**Collected data entries:**
****************

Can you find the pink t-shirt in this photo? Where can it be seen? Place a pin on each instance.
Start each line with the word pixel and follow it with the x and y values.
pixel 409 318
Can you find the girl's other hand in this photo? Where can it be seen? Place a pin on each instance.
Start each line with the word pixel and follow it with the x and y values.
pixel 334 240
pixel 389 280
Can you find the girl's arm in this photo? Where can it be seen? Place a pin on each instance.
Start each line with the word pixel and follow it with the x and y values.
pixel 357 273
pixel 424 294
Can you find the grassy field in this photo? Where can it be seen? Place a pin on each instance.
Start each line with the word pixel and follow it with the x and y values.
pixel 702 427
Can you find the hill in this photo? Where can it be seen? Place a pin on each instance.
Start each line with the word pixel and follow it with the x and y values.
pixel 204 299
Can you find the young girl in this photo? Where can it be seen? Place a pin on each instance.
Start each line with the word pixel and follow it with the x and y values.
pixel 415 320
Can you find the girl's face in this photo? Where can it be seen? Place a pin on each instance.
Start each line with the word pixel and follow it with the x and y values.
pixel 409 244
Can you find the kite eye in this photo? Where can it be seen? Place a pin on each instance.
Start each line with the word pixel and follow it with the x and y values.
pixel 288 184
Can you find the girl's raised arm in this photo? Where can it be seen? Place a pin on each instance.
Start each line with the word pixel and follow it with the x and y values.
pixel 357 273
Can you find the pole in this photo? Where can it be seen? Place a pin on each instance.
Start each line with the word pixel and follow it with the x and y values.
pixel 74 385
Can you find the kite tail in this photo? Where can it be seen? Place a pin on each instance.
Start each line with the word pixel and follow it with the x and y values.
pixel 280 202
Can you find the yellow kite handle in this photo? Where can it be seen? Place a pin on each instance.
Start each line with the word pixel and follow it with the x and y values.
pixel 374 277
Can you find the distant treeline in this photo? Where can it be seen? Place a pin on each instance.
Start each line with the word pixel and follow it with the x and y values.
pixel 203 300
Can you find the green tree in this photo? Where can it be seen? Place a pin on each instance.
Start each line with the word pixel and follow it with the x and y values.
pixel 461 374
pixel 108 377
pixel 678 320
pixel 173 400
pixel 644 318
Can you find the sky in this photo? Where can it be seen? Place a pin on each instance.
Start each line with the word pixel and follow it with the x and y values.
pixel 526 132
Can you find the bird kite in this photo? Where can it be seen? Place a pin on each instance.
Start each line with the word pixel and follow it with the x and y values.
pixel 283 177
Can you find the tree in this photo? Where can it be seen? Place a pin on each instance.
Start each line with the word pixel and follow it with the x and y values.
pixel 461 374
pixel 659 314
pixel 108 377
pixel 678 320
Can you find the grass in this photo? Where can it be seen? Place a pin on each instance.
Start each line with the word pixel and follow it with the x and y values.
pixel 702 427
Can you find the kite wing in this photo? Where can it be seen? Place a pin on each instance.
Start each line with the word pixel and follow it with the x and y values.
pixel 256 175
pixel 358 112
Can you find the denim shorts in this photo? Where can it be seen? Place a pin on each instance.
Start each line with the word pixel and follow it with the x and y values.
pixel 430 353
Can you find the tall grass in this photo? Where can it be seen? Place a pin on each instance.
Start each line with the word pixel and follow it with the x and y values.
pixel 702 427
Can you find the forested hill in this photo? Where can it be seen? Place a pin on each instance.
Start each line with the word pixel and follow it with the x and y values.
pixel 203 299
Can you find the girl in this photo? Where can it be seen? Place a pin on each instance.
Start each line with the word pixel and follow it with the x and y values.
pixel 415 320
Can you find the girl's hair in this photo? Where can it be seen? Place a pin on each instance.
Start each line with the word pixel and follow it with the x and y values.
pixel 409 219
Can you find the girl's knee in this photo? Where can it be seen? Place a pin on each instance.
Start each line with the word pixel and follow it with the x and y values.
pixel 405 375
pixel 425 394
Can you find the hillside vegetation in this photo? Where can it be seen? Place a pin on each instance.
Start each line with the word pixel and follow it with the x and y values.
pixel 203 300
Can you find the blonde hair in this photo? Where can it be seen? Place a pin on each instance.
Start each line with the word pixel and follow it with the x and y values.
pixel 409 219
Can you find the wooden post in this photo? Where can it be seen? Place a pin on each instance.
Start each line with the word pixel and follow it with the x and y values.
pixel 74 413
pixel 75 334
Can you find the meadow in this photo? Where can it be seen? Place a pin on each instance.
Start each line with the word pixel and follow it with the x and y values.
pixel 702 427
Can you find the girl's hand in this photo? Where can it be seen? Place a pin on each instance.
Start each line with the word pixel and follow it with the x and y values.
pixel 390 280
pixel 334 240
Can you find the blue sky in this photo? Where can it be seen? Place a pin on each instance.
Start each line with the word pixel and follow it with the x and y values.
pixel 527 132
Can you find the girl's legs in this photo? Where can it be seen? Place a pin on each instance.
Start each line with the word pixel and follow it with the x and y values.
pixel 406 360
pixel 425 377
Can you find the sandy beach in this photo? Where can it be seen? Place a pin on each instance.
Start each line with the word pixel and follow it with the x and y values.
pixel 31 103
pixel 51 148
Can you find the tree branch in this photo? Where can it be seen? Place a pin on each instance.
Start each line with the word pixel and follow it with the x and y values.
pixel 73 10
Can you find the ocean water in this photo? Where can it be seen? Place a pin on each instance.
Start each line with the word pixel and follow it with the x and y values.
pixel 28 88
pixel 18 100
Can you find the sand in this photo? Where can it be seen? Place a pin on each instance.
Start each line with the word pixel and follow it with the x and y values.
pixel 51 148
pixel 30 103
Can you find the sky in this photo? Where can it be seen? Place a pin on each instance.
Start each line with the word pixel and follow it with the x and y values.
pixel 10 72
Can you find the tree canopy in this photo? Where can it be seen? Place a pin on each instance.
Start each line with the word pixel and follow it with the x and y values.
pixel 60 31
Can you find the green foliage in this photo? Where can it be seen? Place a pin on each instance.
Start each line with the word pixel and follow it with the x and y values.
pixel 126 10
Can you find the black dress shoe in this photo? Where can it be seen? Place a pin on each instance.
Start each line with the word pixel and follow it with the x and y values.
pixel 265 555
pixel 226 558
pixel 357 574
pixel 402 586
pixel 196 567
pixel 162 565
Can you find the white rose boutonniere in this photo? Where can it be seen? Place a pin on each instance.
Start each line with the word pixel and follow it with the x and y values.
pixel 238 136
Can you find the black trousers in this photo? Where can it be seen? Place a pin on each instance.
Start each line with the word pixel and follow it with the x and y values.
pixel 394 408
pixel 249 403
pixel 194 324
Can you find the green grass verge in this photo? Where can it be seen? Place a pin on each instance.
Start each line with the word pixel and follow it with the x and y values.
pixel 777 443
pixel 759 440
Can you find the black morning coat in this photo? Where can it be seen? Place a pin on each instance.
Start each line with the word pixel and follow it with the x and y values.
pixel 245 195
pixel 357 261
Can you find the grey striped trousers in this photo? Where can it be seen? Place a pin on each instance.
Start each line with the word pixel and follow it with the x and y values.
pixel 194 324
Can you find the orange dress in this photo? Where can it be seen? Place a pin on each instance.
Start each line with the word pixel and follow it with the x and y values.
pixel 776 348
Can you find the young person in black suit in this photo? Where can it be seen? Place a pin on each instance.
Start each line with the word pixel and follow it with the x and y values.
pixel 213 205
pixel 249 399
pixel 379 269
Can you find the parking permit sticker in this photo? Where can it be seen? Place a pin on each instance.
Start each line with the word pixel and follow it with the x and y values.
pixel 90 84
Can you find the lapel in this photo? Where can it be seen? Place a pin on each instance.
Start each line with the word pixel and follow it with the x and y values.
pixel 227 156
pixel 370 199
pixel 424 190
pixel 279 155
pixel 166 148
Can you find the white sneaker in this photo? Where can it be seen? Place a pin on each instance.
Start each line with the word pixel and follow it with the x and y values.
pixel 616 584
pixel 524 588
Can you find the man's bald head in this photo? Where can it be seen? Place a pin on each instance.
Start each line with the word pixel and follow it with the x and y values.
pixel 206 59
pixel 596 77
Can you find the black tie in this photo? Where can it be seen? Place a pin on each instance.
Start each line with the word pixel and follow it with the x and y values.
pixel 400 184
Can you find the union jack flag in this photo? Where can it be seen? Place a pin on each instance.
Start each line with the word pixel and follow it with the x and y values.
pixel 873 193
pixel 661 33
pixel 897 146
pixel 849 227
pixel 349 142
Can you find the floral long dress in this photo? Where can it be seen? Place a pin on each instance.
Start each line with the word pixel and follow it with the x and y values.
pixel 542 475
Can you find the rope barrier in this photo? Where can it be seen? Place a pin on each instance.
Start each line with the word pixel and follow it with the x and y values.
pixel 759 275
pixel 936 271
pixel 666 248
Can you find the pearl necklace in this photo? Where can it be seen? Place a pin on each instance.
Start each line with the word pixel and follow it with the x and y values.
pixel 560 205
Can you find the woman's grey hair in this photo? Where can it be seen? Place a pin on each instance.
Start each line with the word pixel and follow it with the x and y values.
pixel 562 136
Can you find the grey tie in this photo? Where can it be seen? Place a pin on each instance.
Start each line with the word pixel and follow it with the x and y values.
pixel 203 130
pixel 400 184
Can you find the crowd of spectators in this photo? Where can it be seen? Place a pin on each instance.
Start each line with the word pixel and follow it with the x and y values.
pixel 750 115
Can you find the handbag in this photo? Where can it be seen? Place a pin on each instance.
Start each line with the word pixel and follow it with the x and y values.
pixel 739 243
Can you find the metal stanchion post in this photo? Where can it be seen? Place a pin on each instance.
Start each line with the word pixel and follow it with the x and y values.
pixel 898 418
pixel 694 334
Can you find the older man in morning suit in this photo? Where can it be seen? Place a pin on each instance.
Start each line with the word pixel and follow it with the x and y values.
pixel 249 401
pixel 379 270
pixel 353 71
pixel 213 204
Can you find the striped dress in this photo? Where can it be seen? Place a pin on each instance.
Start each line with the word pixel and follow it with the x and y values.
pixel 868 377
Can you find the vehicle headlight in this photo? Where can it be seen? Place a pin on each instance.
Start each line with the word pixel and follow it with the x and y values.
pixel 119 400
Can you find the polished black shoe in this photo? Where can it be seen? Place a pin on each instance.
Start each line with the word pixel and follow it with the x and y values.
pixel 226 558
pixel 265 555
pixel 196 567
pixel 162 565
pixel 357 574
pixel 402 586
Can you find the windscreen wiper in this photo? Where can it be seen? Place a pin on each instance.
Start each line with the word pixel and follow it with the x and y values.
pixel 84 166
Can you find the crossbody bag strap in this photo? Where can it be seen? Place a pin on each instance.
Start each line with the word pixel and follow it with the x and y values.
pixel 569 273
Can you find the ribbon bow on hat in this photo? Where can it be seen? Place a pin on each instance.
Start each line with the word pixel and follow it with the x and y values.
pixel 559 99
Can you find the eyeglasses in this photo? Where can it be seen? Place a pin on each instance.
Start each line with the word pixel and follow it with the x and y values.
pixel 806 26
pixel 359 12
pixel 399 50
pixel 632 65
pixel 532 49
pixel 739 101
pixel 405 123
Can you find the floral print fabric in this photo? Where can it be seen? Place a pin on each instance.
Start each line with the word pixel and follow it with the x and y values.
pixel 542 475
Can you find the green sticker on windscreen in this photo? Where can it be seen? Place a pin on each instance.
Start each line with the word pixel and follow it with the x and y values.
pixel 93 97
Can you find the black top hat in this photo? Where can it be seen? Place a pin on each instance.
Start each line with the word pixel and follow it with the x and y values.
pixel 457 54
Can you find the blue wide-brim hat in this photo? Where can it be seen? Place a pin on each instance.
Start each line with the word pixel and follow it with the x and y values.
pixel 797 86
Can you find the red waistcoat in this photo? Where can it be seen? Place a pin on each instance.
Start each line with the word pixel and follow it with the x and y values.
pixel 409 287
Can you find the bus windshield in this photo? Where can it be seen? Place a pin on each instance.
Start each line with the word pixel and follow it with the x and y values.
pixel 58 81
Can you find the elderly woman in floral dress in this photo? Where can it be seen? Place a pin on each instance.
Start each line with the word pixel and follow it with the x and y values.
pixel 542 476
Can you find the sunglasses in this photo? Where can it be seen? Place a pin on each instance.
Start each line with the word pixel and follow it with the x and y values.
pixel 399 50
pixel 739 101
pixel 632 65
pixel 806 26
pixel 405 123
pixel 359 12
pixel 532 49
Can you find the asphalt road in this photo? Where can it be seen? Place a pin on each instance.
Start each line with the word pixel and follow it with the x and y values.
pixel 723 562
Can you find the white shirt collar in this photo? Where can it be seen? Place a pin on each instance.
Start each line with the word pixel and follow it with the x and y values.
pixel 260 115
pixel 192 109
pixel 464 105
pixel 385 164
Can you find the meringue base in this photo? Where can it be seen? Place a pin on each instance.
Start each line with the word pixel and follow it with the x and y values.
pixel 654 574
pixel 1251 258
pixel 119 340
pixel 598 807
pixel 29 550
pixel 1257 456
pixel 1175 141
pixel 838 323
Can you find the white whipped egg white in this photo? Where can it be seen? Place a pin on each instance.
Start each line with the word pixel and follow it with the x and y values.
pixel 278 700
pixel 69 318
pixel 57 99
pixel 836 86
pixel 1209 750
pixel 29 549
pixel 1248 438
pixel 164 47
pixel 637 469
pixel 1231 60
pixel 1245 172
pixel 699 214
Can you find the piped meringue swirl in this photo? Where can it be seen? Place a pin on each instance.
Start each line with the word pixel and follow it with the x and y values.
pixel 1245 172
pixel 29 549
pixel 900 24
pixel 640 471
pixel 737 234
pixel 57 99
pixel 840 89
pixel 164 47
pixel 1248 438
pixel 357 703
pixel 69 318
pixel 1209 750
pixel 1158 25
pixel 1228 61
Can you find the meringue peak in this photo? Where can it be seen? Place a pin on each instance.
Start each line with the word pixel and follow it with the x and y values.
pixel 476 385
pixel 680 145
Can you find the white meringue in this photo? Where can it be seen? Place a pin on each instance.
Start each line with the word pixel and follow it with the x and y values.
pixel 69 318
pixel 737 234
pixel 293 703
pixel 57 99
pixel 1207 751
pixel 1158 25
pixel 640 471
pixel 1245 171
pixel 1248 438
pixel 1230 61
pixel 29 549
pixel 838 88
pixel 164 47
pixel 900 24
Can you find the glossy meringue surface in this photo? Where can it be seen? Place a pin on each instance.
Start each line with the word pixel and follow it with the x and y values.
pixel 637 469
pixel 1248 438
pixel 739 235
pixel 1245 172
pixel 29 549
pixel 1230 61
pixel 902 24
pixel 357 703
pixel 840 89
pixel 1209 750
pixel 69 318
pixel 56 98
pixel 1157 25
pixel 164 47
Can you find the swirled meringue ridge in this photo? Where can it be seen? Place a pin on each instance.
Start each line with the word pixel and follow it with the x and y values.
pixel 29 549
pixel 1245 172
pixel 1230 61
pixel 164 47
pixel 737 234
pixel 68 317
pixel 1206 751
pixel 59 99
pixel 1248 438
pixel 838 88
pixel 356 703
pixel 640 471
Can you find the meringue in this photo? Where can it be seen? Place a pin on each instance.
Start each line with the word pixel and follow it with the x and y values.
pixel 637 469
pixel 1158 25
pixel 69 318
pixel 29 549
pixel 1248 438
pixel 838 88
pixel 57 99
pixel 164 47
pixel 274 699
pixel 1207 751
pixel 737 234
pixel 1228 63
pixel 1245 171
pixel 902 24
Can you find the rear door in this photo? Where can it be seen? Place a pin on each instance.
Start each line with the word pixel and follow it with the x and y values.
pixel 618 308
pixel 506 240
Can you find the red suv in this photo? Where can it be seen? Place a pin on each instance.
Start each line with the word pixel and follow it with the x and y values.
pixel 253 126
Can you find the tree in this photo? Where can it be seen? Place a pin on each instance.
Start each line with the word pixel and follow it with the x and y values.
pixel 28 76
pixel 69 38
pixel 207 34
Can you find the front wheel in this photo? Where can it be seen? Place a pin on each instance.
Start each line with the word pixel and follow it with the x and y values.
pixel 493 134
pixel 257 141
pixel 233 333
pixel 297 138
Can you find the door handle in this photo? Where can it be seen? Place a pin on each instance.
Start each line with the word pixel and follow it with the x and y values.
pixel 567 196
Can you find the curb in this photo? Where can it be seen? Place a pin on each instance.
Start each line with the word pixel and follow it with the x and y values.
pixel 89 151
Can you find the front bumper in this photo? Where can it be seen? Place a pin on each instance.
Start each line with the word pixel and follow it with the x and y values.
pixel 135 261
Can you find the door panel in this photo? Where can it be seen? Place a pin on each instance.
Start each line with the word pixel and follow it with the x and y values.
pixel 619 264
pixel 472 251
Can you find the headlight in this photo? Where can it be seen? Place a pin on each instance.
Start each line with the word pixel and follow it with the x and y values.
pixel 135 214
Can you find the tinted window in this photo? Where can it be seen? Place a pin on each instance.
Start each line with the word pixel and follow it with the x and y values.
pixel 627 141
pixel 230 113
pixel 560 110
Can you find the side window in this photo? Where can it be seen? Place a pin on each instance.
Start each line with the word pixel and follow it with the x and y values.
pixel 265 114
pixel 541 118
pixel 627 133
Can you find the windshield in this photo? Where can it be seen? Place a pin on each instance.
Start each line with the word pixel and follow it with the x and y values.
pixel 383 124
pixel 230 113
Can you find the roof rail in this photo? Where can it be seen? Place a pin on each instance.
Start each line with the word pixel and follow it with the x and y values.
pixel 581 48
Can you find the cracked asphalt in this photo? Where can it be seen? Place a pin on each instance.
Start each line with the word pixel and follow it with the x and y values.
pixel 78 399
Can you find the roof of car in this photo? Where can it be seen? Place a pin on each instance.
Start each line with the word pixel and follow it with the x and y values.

****************

Copy out the rows word for word, beginning at the line that contains "Can you find the girl's other" and ending after the line that contains "pixel 389 280".

Can you find the girl's other hand in this photo? Where can it be seen? Place a pin on each instance.
Start each line with the word pixel and follow it with the x and y values.
pixel 334 240
pixel 389 280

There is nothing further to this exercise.